Identify every line of the items below that contains the word "phone", and copy each of those lines. Case counts.

## BEGIN Rows

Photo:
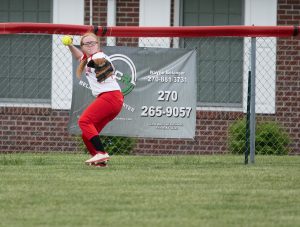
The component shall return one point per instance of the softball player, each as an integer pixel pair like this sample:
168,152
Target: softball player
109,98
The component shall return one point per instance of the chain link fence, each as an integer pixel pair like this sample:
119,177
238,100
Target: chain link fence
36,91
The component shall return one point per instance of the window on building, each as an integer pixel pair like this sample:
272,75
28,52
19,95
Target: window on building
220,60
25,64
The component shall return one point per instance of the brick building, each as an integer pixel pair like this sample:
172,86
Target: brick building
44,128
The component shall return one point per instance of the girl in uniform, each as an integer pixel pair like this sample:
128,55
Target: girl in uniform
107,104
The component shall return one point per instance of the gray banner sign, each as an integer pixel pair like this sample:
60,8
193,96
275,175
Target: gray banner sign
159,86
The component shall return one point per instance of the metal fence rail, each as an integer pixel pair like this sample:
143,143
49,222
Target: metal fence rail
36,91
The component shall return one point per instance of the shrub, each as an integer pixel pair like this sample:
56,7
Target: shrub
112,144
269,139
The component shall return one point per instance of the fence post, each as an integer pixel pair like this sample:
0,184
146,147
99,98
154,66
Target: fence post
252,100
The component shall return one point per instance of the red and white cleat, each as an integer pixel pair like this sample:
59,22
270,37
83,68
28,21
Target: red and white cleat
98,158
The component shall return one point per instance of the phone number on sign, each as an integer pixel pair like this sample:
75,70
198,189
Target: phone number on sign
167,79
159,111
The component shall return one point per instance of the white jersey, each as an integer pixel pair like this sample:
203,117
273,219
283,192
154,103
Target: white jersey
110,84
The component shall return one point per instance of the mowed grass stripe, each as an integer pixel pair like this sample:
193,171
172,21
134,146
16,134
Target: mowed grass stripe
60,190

## END Rows
## BEGIN Rows

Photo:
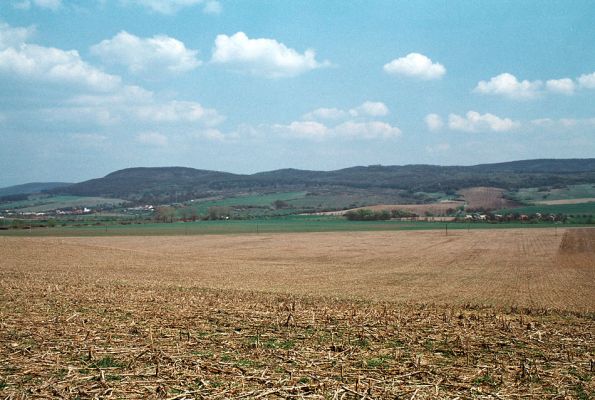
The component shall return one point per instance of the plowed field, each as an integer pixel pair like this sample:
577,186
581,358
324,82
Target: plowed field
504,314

## END Rows
## BEGIN Rows

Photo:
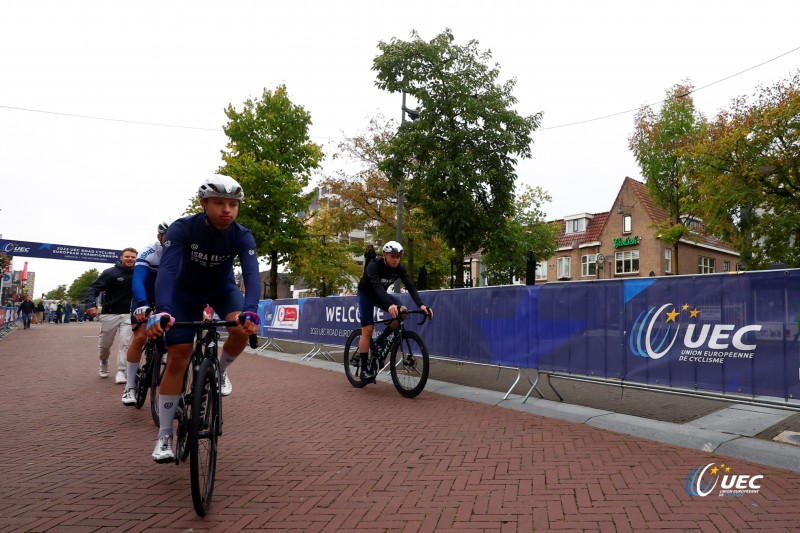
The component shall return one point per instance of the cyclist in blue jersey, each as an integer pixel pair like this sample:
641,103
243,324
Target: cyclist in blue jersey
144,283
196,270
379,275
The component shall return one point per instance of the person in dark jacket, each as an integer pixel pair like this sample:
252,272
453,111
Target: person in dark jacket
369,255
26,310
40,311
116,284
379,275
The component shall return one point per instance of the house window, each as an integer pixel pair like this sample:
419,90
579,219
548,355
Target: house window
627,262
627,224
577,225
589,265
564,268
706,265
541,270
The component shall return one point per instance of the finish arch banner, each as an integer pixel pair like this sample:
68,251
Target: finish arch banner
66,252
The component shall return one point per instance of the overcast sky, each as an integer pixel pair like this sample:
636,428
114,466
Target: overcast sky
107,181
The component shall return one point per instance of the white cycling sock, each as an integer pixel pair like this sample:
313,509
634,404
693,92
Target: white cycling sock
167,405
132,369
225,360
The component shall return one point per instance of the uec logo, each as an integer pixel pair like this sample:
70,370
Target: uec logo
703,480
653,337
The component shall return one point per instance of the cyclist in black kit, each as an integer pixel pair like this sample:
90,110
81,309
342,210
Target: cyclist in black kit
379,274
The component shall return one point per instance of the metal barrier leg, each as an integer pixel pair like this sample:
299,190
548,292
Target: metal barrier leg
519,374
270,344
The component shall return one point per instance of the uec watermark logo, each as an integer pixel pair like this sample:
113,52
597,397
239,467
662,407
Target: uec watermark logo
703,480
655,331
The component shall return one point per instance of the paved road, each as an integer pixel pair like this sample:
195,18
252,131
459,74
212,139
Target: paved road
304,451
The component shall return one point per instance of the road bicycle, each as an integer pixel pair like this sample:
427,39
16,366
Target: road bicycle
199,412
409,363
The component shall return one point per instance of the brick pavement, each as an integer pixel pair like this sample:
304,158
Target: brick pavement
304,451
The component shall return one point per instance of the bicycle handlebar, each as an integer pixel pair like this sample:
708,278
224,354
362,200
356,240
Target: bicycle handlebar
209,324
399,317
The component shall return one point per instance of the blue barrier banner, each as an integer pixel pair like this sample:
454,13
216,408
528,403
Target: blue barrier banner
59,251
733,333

## END Rows

_The output_.
The component shall return one point per instance of the phone number on sign, each as an integer pixel pair like this sample:
Target: phone number on sign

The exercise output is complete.